→ **Tasks to perform**:
A: In the post on consumer startups, what share of global VC funding did consumer startups receive last year?
B: From the post on consumer startups, extract the passage starting with "Take Duolingo as" and going on through "own personal tutor.".
C: Extend the post on consumer startups past its final sentence.

→ **Extract to read**:
• • • • • • •

This is a guest post by Tania Ladanova, CEO at TRMNL4, a global connector for startups, investors, and tech leaders in consumer tech. With a network spanning over 8,000 startups in 112+ countries, Tania helps founders scale faster through partnerships with Meta, Snapchat, AWS, and more than 300 venture capital firms. At TRMNL4, she leads flagship programs such as Startup Academy (in partnership with Meta) and Traction Builder (in partnership with Snapchat), designed to help startup teams grow and fundraise efficiently. Over the past seven years, she has built global partnerships, including leading a fashion tech accelerator.

Last year, consumer startups received only 6% of global VC funding — the lowest share in history. But in 2025, something unexpected is happening: B2C startups are back. Not just back — they’re breaking records in growth, profitability, and user retention.
So, what changed?
Simply put, AI isn’t just a tech upgrade — it’s a shortcut to personalization that used to cost millions and take years to build.
Take Duolingo as an example. Previously, you had a general language course—now, thanks to AI, your learning experience is completely personalized. The platform generates endless unique content tailored just for you, improving retention. It’s no longer a standard app—it’s your own personal tutor.
Another example is Cal AI by 18-year-old Zach Yadegari. Calorie-counting apps have existed for years, but Cal AI’s success (generating $1.1M/month) comes from instantly recognizing and analyzing food images to precisely estimate calories—something traditional apps simply couldn’t do. It’s not just calorie-counting anymore—it’s effortless nutritional guidance tailored to your lifestyle.

• • • • • • •

→ **Record extracts**:
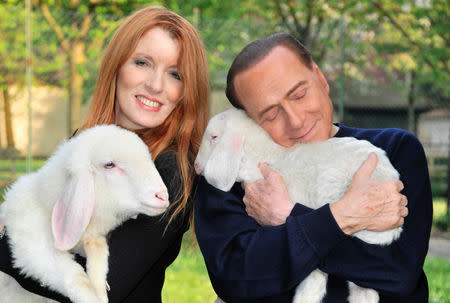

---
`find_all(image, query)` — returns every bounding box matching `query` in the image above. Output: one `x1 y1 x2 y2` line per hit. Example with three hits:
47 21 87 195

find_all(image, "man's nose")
285 105 304 128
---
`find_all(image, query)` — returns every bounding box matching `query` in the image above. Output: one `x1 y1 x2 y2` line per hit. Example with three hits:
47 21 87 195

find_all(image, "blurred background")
0 0 450 302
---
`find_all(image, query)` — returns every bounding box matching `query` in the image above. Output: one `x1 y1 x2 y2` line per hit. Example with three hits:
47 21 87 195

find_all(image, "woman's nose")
146 70 164 93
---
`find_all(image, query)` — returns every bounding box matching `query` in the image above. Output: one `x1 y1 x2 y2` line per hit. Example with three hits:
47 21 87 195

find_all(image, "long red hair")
81 6 209 226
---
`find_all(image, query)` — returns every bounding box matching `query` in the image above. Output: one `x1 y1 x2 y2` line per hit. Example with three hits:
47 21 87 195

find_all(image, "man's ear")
312 61 330 94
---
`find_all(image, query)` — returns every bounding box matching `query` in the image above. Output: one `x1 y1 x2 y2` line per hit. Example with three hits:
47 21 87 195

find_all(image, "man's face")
234 46 336 147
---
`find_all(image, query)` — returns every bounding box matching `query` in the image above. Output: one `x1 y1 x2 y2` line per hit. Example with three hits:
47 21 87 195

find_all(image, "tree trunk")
68 41 86 136
408 71 416 134
2 88 15 148
447 125 450 229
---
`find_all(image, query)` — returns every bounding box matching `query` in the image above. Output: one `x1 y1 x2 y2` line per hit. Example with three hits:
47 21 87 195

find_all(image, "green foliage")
433 199 450 231
424 257 450 303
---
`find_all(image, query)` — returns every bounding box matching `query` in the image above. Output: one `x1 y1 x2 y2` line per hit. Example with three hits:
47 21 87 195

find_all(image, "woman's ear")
52 173 95 250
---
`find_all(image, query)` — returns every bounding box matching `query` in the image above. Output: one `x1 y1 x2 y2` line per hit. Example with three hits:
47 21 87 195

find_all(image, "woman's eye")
134 59 148 66
103 161 116 169
170 71 181 80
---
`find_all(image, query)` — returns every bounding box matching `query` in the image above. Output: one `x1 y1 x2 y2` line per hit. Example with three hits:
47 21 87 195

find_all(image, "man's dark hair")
225 33 313 108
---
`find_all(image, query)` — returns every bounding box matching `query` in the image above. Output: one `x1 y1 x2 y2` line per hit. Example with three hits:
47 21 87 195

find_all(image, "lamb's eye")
103 161 116 169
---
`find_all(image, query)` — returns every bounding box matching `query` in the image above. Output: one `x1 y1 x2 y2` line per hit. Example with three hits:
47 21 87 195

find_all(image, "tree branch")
372 1 436 69
273 0 294 33
34 1 70 52
287 0 309 38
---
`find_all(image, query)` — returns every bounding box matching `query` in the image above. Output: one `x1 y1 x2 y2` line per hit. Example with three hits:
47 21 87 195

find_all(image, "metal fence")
0 4 450 200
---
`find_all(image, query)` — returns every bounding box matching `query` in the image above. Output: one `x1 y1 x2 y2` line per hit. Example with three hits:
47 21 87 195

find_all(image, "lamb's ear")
52 172 95 250
204 130 244 191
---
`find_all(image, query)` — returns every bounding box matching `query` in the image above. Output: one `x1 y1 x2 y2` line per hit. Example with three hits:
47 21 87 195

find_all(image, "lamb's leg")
348 282 380 303
0 271 56 303
83 237 109 303
292 269 328 303
8 245 98 303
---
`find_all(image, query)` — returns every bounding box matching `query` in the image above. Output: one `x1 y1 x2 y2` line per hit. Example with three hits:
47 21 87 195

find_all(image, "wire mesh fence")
0 1 450 202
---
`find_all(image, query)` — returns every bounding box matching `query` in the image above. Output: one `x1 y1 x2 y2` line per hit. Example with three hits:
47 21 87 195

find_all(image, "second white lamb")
195 109 401 303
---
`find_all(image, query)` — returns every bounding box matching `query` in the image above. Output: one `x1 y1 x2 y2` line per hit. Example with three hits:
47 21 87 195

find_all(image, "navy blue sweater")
194 125 432 303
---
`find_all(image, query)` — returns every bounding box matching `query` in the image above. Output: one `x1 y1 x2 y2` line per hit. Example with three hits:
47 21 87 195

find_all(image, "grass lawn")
162 232 450 303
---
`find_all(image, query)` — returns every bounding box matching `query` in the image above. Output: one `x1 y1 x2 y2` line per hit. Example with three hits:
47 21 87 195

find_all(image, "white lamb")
195 109 401 303
0 125 169 303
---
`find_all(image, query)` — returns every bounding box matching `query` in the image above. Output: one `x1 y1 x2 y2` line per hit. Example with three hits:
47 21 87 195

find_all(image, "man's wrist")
330 201 364 235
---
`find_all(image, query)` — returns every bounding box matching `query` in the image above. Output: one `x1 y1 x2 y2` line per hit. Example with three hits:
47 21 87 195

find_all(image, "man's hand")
330 153 408 235
243 163 294 226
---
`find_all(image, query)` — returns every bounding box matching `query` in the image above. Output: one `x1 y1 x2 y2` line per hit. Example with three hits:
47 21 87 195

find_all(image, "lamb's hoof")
348 288 380 303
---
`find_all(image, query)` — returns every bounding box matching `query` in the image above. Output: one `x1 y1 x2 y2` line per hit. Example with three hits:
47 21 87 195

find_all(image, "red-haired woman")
0 7 209 303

• • • • • • •

→ **Answers to the tasks**:
A: 6%, the lowest share in history.

B:
Take Duolingo as an example. Previously, you had a general language course—now, thanks to AI, your learning experience is completely personalized. The platform generates endless unique content tailored just for you, improving retention. It’s no longer a standard app—it’s your own personal tutor.

C:
It’s clear that AI is bringing new energy to consumer tech. At Startup Grind, Nicole Quinn from Lightspeed Ventures pointed out something interesting: AI could reduce our workdays from 12 to just 4 hours, freeing up time for leisure and, naturally, consumer spending. But early-stage B2C founders still lack the resources they need. That’s why we teamed up with Meta to launch Startup Academy 5.0 — helping the next generation of consumer startups grow.
Why B2C works better now: lower barriers, higher return
In past decades, launching a consumer product meant spending $100K+ just on marketing. And now:
- AI tools like Midjourney (for design), ChatGPT (for code and UX copy), Eleven Labs (for audio), Lovable (for coding) and many more allow founders to build MVPs in days — not months — for just a few thousand dollars.
- Fast and Cheap Launches: You can spin up a landing page, prototype with no-code, plug in an AI API, and start user testing the same week.
- Paid Ads Are Smarter: AI enables ultra-targeted advertising — showing your product only to those who are likely to engage. This cuts acquisition costs. In fact, companies using AI in marketing reduce CAC by up to 50%, while traditional B2C startups still face CACs of $700+ per user — often with low ROI.
For B2C startups, AI-powered personalization keeps users engaged longer and boosts repeat usage — shifting the focus from acquiring more users to getting more value from each one.
Consumer behavior is changing too: software as a core expense
Something deeper is shifting — how consumers think about spending.
People are increasingly willing to pay for tools that save them time, make decisions for them, or even talk with them.
- Users of VO — an AI-powered video app — often spend over $500 just in their first few weeks because they find it so useful and engaging.
- ChatGPT subscribers claim that $200/month is a bargain given the time and effort the tool saves.
As one A16Z podcast guest put it: “In the future, consumer spending will come down to just three things — food, rent, and software.”
Beyond tools: AI as a companion
These days, users want more than features — they want something that gets them.
Consumers don’t just want useful tools — they want something to talk to, something that understands them.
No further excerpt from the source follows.